**EXTRACT TO READ:**
[Begin]

New 455.32 driver install crashes ubuntu 20.04, cannot boot, recovery mode no longer accessible, 2080ti, kernel 5.4.0-56, AMD ryzen 9

Having a very difficult time for several days trying to get normal boot off a fresh install of ubuntu 20.04 with either cuda11 w/ nvidia-driver-455.32 packaged or nvidia-driver455.32 alone. Have followed dozens of post on this forums which are related - no existing solution works and no errors/logs give precisely same behavior. Nouveau blacklisted in /etc/. Secure boot is disabled. Installed drivers from GUI or ppa or ubuntu dirvers autoinstall or with cuda11. Need to use cuda 10 or 11, so can’t revert to old drivers not matching cuda version requirements. No nvidia blacklist files in /etc/modprobe.d or /lib/modprobe.d

@generix you may be familiar with this issue, could you please help?

[End]

**STORED DATA:**
[Begin]

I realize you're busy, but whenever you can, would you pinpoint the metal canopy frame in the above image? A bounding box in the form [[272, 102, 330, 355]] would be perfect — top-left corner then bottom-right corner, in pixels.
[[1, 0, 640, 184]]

[End]

**SET OF TASKS:**
1) According to the forum post about the Nvidia driver crash on Ubuntu 20.04, is Secure Boot enabled or disabled on the machine?
2) Translate this sentence from the forum post about the Nvidia driver crash into Spanish: "Need to use cuda 10 or 11, so can’t revert to old drivers not matching cuda version requirements."
3) Pick up the forum post about the Nvidia driver crash on Ubuntu 20.04 after its last sentence and write a few more sentences in the same voice.

**ANSWERS TO EACH TASK:**
1) Secure Boot is disabled.

2) Necesito usar cuda 10 u 11, así que no puedo volver a controladores antiguos que no cumplan los requisitos de versión de cuda.

3)
After fresh ubuntu 20.04 install and any method of installing nvidia-driver455.32, my desktop (Asus x570 mb build) will not boot to viable graphics for more than 2-5 minutes. Computer boots & functions normally when nvidia driver is purged and nouveau driver is used. Booting with active nvidia driver 455 will progress to purple log-in screen, stay active for 2-3 minutes, then system crashes - sometimes GPU completely disconnects & monitor registers no connection/activity or the other times I get black screen with string of “NVRM Xid: GPU 0:00:08:00: 45” errors and have to go to tty (cntr+alt+F2-12). Before the crash, when ubuntu boots and after good log-in, I can open terminal and enter nvidia-smi, which returns working table with 455 loaded & 2080ti recognized. So the driver install worked & GPU is recognized, but GPU or driver is somehow crashing shortly after boot. After crash, if I can reach to tty terminal then nvidia-smi gives “Unable to determine the device handle for GPU 0000:08:00.0: Unknown Error”. This occurs when I remove & remount GPU in either PCIe slot on motherboard. I haven’t placed GPU in different computer, but that’s a next step.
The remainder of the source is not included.